The nature of contemporary web applications seems to be getting closer and closer to Erlang's original problem domain: lots of clients, continuously pulling down small updates, with a need for consistent and low latency. Maybe it's finally Erlang's turn to shine?
For those who are perfectly comfortable with viewing PDFs directly, here's a link:
www.erlang-factory.com/upload/presentations/31/EugeneLetuchy-ErlangatFacebook.pdf
Interesting to see that they mention loving the hot code reloading/upgrades, but also that they don't use the OTP release/upgrade functionality.
I wonder what their process is.. Just coping over new .beams and loading them is fine for functional changes only, but you need a system to run code-upgrade hooks if you want to change the state being passed around.
As far as I know, you don't need releases and upgrade functionality to make use of the code-upgrade hooks. It simply works without them.
Releases and upgrades do make it simpler to synchronize what needs to be taken down in what order, restarted, left alone, etc. But simple updates are still doable without that.
But you still need a way to do that for running processes, something that release_handler does for you with real OTP releases by finding which pids are running for each module, by looking at supervisors and so on.
Right, the OTP upgrade system is best when you have few but very controlled upgrades of your application. If you alter the production system once every week, it is better to do something with lighter weight.
I guess it's Gb (Gigabit).
Since the only traffic Facebook Chat has is presence, which is handled using separate C++ servers.
Out of 500M users (350M active users) not many of them use chat, maybe because by design it feels disconnected from the rest of the site.
I wonder if FB would be willing to post some of their load numbers...
Like... how many sessions are created per day, persisted from day to day, how many messages sent per chat session, how long windows stay open, how many restores, etc.
You don't have to hire engineers with N years of experience in Erlang, rather hire great engineers who are programming language polyglots, and even if they don't already know Erlang they'll get up to speed on it fast, as well as any other new and useful language that comes along.

DATASET EXCERPT:
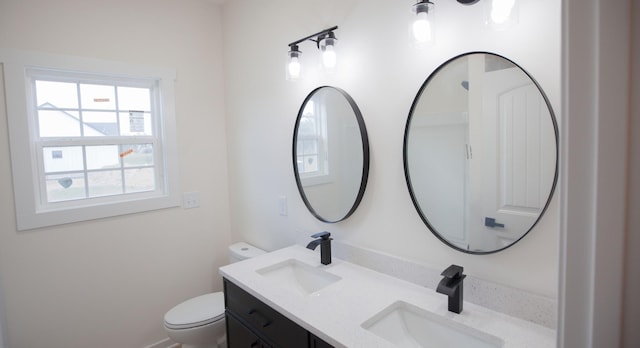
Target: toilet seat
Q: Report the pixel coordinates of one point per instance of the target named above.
(198, 311)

WORK INSTRUCTIONS:
1. Check whether each statement agrees with the Erlang forum thread, answering yes or no and quoting the deciding words: (a) Facebook does not use the OTP release/upgrade functionality. (b) Code-upgrade hooks can only be used together with releases and upgrade functionality. (c) Presence in Facebook Chat is handled by separate C++ servers.
2. Rewrite the part of the Erlang forum thread starting with "Releases and upgrades" and going on through "of the site.", renaming "supervisors" as "supervision trees" throughout.

EXERCISE ANSWERS:
1.
(a) Yes: "they don't use the OTP release/upgrade functionality."
(b) No: "you don't need releases and upgrade functionality to make use of the code-upgrade hooks."
(c) Yes: "which is handled using separate C++ servers."

2.
Releases and upgrades do make it simpler to synchronize what needs to be taken down in what order, restarted, left alone, etc. But simple updates are still doable without that.
But you still need a way to do that for running processes, something that release_handler does for you with real OTP releases by finding which pids are running for each module, by looking at supervision trees and so on.
Right, the OTP upgrade system is best when you have few but very controlled upgrades of your application. If you alter the production system once every week, it is better to do something with lighter weight.
I guess it's Gb (Gigabit).
Since the only traffic Facebook Chat has is presence, which is handled using separate C++ servers.
Out of 500M users (350M active users) not many of them use chat, maybe because by design it feels disconnected from the rest of the site.